------ Working data ------

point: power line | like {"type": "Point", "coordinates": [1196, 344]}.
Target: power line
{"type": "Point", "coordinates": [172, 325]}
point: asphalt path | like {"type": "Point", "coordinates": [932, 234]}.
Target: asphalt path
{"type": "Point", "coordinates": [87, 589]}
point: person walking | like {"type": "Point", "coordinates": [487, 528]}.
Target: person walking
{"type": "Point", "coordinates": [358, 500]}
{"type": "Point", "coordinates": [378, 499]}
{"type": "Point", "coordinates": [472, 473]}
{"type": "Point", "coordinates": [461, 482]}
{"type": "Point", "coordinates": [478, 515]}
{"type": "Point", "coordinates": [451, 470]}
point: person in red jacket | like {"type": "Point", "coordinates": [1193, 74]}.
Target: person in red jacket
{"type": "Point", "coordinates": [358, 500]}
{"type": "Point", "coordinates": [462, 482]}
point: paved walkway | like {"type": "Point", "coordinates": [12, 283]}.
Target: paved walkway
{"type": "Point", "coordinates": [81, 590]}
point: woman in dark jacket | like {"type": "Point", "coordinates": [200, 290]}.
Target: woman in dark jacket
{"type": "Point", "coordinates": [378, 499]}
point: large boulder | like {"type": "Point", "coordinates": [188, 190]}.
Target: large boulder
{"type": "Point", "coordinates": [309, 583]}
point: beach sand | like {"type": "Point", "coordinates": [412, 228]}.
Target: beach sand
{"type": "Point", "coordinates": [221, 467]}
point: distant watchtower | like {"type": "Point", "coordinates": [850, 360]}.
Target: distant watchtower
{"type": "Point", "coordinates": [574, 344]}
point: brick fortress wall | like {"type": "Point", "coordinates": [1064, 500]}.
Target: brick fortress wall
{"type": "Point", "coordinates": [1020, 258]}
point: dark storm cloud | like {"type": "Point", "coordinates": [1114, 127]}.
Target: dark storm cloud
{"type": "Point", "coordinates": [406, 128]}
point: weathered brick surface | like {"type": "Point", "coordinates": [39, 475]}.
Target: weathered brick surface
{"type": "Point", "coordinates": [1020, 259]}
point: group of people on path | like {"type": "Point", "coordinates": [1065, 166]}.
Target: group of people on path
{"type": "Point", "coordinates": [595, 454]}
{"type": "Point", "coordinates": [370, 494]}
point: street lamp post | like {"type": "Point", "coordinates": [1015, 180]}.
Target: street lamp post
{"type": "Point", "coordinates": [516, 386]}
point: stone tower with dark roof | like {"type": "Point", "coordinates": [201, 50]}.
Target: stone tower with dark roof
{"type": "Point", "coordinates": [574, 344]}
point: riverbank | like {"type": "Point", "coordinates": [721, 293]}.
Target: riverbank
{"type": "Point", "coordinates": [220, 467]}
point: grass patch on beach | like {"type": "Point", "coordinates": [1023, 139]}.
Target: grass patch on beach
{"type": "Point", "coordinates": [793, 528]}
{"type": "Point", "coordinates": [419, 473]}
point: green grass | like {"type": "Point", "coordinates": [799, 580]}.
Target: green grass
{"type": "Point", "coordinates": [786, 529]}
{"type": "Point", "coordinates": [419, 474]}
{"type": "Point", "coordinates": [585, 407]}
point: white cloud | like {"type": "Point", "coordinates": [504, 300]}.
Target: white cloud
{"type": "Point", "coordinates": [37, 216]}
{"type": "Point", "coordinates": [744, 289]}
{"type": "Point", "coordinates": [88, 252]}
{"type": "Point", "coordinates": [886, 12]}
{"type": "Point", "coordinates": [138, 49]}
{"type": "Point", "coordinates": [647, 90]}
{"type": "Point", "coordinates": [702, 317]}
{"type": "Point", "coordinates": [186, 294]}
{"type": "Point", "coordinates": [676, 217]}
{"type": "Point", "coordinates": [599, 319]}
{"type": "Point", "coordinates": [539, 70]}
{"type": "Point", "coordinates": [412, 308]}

------

» Description of the task:
All lines above from the line with "Target: green grass" through the line with "point: white cloud", both included, are to be set down exactly, with nothing else.

» Result below:
Target: green grass
{"type": "Point", "coordinates": [786, 529]}
{"type": "Point", "coordinates": [419, 474]}
{"type": "Point", "coordinates": [585, 407]}
point: white cloud | like {"type": "Point", "coordinates": [504, 300]}.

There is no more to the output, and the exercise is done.